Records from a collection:
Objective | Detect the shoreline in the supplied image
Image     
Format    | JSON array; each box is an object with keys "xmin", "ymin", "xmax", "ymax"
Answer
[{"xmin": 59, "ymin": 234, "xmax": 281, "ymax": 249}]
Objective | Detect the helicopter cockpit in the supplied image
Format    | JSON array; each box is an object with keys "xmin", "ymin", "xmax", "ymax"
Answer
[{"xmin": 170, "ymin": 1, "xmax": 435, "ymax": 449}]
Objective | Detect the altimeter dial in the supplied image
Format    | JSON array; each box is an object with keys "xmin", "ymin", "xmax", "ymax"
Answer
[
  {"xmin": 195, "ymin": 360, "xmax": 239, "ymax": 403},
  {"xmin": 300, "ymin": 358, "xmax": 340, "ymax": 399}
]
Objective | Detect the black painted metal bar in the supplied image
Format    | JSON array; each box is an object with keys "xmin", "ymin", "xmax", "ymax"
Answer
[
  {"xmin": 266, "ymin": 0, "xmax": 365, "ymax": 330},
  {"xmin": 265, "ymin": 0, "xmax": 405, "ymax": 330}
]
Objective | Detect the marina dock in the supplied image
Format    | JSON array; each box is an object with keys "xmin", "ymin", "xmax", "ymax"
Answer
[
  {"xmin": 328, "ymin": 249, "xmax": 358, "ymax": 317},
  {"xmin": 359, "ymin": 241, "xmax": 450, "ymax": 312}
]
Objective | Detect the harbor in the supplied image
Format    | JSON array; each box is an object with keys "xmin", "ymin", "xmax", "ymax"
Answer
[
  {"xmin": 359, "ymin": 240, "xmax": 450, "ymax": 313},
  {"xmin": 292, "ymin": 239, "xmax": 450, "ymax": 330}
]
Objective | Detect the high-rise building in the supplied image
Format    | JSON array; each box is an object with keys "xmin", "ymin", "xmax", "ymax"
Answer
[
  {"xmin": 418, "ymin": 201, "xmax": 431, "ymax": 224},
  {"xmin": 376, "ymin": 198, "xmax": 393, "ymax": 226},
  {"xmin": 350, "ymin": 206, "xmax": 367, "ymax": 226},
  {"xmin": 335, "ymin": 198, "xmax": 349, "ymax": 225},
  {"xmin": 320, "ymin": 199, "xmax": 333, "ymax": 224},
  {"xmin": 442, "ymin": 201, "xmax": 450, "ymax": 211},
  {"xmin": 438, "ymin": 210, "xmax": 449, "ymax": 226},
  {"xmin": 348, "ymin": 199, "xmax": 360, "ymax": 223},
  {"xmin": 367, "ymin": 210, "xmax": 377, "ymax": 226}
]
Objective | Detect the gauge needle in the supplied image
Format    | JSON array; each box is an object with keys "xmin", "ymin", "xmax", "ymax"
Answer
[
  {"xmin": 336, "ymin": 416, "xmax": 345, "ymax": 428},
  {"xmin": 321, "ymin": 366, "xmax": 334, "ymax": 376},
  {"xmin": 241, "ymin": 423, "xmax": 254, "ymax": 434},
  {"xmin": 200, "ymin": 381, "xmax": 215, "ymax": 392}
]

WHAT IS EXPECTED
When you reach the end of the data, retype all of it exactly.

RESPONSE AREA
Objective | Detect the shoreline in the supplied image
Image     
Format    | JSON array; each box is an object with keys "xmin", "ymin", "xmax", "ymax"
Answer
[{"xmin": 59, "ymin": 234, "xmax": 281, "ymax": 249}]
Objective | Detect the helicopter cockpit in the supplied image
Format    | JSON array; each box is an object with keys "xmin", "ymin", "xmax", "ymax"
Answer
[{"xmin": 170, "ymin": 1, "xmax": 435, "ymax": 449}]
Objective | Detect the altimeter dial in the supplied image
Format    | JSON array; each box is an object with keys "xmin", "ymin", "xmax", "ymax"
Answer
[
  {"xmin": 195, "ymin": 360, "xmax": 239, "ymax": 403},
  {"xmin": 300, "ymin": 358, "xmax": 340, "ymax": 399}
]
Objective | Detect the black painted metal bar in the supplied image
Format    | JSON array; each box is an object with keys "xmin", "ymin", "xmax", "ymax"
Answer
[
  {"xmin": 266, "ymin": 0, "xmax": 365, "ymax": 330},
  {"xmin": 265, "ymin": 0, "xmax": 405, "ymax": 330}
]
Objective | Detect the marina dock in the supplied image
Format    | JSON array; each box is an object with keys "xmin", "ymin", "xmax", "ymax"
Answer
[
  {"xmin": 328, "ymin": 249, "xmax": 358, "ymax": 317},
  {"xmin": 359, "ymin": 241, "xmax": 450, "ymax": 312}
]
Objective | Detect the harbor in the supplied image
Format    | JSON array; each box is an object with keys "xmin", "ymin", "xmax", "ymax"
Answer
[
  {"xmin": 359, "ymin": 240, "xmax": 450, "ymax": 313},
  {"xmin": 292, "ymin": 239, "xmax": 450, "ymax": 330}
]
Objective | Detect the high-rise building in the supplied image
Format    | JSON array; each box is an object with keys "xmin", "ymin", "xmax", "ymax"
Answer
[
  {"xmin": 418, "ymin": 201, "xmax": 431, "ymax": 224},
  {"xmin": 376, "ymin": 198, "xmax": 393, "ymax": 226},
  {"xmin": 350, "ymin": 206, "xmax": 367, "ymax": 226},
  {"xmin": 335, "ymin": 198, "xmax": 349, "ymax": 225},
  {"xmin": 320, "ymin": 199, "xmax": 333, "ymax": 224},
  {"xmin": 442, "ymin": 201, "xmax": 450, "ymax": 211},
  {"xmin": 438, "ymin": 210, "xmax": 449, "ymax": 226},
  {"xmin": 348, "ymin": 199, "xmax": 360, "ymax": 223},
  {"xmin": 367, "ymin": 210, "xmax": 377, "ymax": 226}
]
Objective | Detect the gauge needle in the supplied image
Format    | JSON array; each box is an object with keys "xmin", "ymin", "xmax", "ymax"
Answer
[
  {"xmin": 336, "ymin": 416, "xmax": 345, "ymax": 428},
  {"xmin": 321, "ymin": 366, "xmax": 334, "ymax": 376},
  {"xmin": 241, "ymin": 423, "xmax": 254, "ymax": 434},
  {"xmin": 200, "ymin": 381, "xmax": 215, "ymax": 392}
]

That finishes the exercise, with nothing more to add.